◆ TEXT PASSAGE

★ ★ ★

The Emancipation Proclamation allowed them to be trained and recruited as soldiers who eventually fought in battles from Mississippi to Virginia (Hart, 1994). The Union’s military prospects in the East remained bleak despite the political gains that had been represented by the Emancipation Proclamation. In July 1863, victories at the Gettysburg and Vicksburg were a major turning point in the war despite the bloodshed. While in the West, the Union did gain control over Tennessee, thus creating a way in which to invade Georgia. This made some of the people to critical of the proclamation because it only freed some of thee slaves. Frederick Douglass was jubilant because he felt that it was the end of slavery. Therefore, it would act as a moral bombshell to the Confederacy for they also feared that Lincoln would give in to pressure from northern conservatives thereby failing to keep his promise. Despite the opposition, the president remained firm on the issue of Emancipation Proclamation.
Hence, he had officially freed all slaves within the states or parts of states that were in rebellion and not in Union hands and it left one million slaves in Union territory still in bondage (Hart, 1994). Throughout the North, packed churches, meeting halls, the new African Americans, and their white allies celebrated while I the South, most slaves did not come to hear of the proclamation for months. This made the purpose of the Civil War to change from only fighting to preserve the Union but now fighting to end slavery.

★ ★ ★

◆ AVAILABLE DATA
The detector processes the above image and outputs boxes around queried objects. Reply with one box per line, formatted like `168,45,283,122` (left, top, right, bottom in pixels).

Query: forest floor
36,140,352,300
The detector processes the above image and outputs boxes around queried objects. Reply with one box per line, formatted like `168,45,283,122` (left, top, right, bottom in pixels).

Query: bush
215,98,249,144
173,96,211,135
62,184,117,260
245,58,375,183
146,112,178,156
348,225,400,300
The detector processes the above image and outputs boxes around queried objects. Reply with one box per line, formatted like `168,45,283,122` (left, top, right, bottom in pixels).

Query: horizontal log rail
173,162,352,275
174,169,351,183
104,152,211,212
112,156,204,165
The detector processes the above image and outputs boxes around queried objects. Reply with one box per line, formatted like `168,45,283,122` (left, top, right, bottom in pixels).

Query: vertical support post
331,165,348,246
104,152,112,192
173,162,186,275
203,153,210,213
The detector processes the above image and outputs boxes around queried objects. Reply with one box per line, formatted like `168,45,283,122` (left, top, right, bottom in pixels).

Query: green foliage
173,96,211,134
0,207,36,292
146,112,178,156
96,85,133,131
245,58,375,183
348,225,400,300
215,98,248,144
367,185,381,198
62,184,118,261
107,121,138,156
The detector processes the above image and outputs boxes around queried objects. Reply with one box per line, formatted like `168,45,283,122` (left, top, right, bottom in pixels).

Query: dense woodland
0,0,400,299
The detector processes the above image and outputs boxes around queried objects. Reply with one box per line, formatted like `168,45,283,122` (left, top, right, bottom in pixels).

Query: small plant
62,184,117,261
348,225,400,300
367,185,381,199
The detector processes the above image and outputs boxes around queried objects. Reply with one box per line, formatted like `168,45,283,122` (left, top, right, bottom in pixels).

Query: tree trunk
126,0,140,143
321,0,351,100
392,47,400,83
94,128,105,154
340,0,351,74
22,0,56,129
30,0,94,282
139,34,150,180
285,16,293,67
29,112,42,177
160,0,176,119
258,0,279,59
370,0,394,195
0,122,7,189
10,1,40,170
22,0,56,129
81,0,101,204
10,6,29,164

★ ★ ★

◆ ASSIGNMENT 1
According to the text on the Emancipation Proclamation, in what month and year did the Union win at Gettysburg and Vicksburg?
◆ ASSIGNMENT 2
Carry on the text about the Emancipation Proclamation from the point where it ends.

◆ TASK RESPONSE 1
July 1863

◆ TASK RESPONSE 2
On 9 April 1865, General Lee was surrounded by the union army giving him no other option than to surrender to Grant at Appomattox courthouse. Robert lee did win the admiration for his brilliance in leadership, greatness in defeat and ending the civil war months later. According to the war, it produced a greater hero in Abraham Lincoln in that he had been able to weld the union again by his warmth and generosity. 23 days later after General Lee surrendered; Lincoln unfolded a Generous Reconstruction policy but was later on assassinated after his last public address by John Wilkes Booth at Fords Theater. Since Lincoln had already set the stage in that, the southern states had never legally seceded because disloyal citizens had misled them.
Andrew Johnson in 1865 proceeded in carrying out Lincoln’s reconstruction program. Reconstruction began during the war and they continued to 1877 in an effort to solve the issues caused by reunion, specifically the legal status of the 11 breakaway states, the freedmen, and the Confederate leadership. Northern leaders during the war agreed that victory would require more than the end of fighting and that they had to encompass the two war goals: all forms of slavery had to be abolished and secession had to be repudiated. Lincoln and the Radical Republicans had disagreed sharply on the criteria for these goals and the degree of federal control that should imposed on the South. Eventually the disputes became central to the political debates after the Confederacy collapsed.